§ ENTRIES PROVIDED
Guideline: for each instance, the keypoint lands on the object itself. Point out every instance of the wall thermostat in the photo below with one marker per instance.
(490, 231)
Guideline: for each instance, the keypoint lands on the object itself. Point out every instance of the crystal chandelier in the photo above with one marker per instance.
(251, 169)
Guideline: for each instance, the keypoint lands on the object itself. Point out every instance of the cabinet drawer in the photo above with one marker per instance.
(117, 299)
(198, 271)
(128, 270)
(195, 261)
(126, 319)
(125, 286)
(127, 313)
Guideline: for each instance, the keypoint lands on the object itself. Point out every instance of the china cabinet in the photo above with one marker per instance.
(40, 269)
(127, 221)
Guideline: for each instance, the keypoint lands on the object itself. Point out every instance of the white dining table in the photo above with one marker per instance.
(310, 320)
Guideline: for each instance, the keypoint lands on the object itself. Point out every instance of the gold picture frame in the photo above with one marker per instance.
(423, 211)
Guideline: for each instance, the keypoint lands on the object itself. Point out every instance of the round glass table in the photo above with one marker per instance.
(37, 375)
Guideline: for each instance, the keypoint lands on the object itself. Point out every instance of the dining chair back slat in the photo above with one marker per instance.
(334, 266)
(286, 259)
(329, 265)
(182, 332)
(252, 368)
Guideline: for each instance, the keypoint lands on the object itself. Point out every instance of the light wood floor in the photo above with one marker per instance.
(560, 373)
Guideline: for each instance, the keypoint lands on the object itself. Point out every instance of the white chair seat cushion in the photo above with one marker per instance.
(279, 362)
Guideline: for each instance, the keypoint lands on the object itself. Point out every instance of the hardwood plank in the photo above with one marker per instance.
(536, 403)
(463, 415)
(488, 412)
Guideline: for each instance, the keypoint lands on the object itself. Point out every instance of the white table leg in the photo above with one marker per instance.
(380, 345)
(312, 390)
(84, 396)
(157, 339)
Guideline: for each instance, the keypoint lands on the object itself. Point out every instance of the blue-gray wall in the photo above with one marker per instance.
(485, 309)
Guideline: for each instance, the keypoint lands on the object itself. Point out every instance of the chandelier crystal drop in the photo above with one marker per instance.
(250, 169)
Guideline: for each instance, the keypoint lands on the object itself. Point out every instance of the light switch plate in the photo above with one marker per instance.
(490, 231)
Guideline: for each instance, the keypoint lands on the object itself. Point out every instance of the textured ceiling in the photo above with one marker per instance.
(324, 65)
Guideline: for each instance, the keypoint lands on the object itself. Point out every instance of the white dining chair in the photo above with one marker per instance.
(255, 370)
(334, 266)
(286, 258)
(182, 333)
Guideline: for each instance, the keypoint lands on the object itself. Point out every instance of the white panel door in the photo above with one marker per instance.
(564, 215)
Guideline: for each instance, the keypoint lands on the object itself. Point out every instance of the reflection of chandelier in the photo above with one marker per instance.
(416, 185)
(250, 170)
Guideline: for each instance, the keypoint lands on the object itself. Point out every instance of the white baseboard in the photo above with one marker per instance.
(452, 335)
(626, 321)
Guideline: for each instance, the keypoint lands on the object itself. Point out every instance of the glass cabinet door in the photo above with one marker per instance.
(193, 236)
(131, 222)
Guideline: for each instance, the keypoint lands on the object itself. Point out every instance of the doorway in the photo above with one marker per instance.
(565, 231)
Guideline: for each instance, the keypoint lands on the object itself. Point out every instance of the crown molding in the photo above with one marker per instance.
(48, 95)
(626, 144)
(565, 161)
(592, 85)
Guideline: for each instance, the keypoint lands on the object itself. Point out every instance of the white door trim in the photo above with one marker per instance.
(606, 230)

§ WORK INSTRUCTIONS
Repeat the listing above without any change.

§ WRITTEN REPLY
Guideline: for each instance, the keypoint lands on the object itself. Point out every instance of the wall thermostat in the photo below with one marker per instance.
(490, 231)
Guideline: for each instance, the keypoint lands on the object itself. Point out every instance of the crystal chandelier in the photo above with one marker per instance.
(251, 169)
Guideline: for each instance, the keypoint lands on the object itself. Point out every instance of the cabinet drawer in the photo above with one marker per instance.
(117, 299)
(198, 271)
(128, 270)
(195, 261)
(126, 319)
(125, 286)
(127, 313)
Guideline: for each instance, the keypoint lands on the object itself. Point out every instance of the china cabinet in the photo above with one marker per instance.
(40, 269)
(127, 221)
Guideline: for each instance, the keypoint lands on the object itself. Point out every instance of the white dining table in the photo above with one marker per instance.
(310, 320)
Guideline: for each instance, the keypoint lands on the object itself. Point out every instance of the gold picture frame in the photo above with one marker per instance.
(423, 211)
Guideline: for each instance, the keypoint lands on the object itself. Point out every instance of the round glass table in the photo above with one marker per instance.
(37, 375)
Guideline: for each instance, the keypoint lands on the object itself. Point out every instance of the dining chair back slat in the photo above with one marker per instance.
(334, 266)
(286, 259)
(329, 265)
(182, 332)
(252, 368)
Guideline: for each instance, the keypoint lands on the object itself. Point out every instance of the light wood floor in the photo above with one marker per instance.
(560, 373)
Guideline: for each instance, the keypoint lands on the object itself. Point out every instance of the white chair seat cushion in the photo above with one marker per instance.
(279, 362)
Guideline: for each instance, the keypoint lands on the object itself. Point out every instance of the hardwood plank in the photo above with one marker per instance.
(536, 403)
(463, 415)
(488, 412)
Guideline: for each instance, the keypoint lands on the object itself. Point out every instance of the white table leg in the photo above with one marker per instance.
(380, 345)
(312, 390)
(84, 396)
(157, 339)
Guideline: for each instance, the keypoint lands on the object itself. Point out every instance of the blue-gray wall in the photo above with one marker per instance.
(485, 309)
Guideline: for each instance, the keypoint lands on the object itself. Point out every instance of the chandelier crystal drop in the photo above with one marker per instance.
(250, 169)
Guideline: for each instance, the keypoint lands on the object itself. Point out every instance of the light switch plate in the photo above with one marker per instance.
(490, 231)
Guideline: for each instance, the keypoint lands on the object itself. Point out every instance of the textured ceiling in the photo above with one marker per instance.
(324, 65)
Guideline: for each instance, the keypoint lands on the object itself. Point out every instance of the white dining chair in the photo above with one marker per instance.
(255, 370)
(334, 266)
(286, 258)
(182, 333)
Guideline: for each instance, the keypoint lands on the object itself. Point out every instance of the white panel door in the photo above with one marker per instance.
(564, 215)
Guideline: for each instance, the keypoint lands on the object itself. Point out every instance of the reflection of chandelier in the photo above with one marker per instance.
(416, 185)
(250, 170)
Guideline: for each instance, the keypoint lands on the object itself. Point out every instance of the white baseboard in the photo above with one marker per instance.
(452, 335)
(626, 321)
Guideline: for each instance, the keypoint lands on the object itself. Point out every instance of the glass cabinet door in the photo above with one marker per instance.
(193, 236)
(131, 222)
Guideline: for each instance, the keypoint lands on the object itself. Point out every instance of the doorway in the photo above with one marker per instance.
(565, 231)
Guideline: for each instance, the keypoint lands on the object itself. Point out every instance of the crown molding in the photo above with one marker per instance.
(48, 95)
(626, 144)
(565, 161)
(592, 85)
Guideline: for each instance, the keypoint lands on the object itself. Point out every instance of the white door trim in the photo above with one marker per instance.
(606, 230)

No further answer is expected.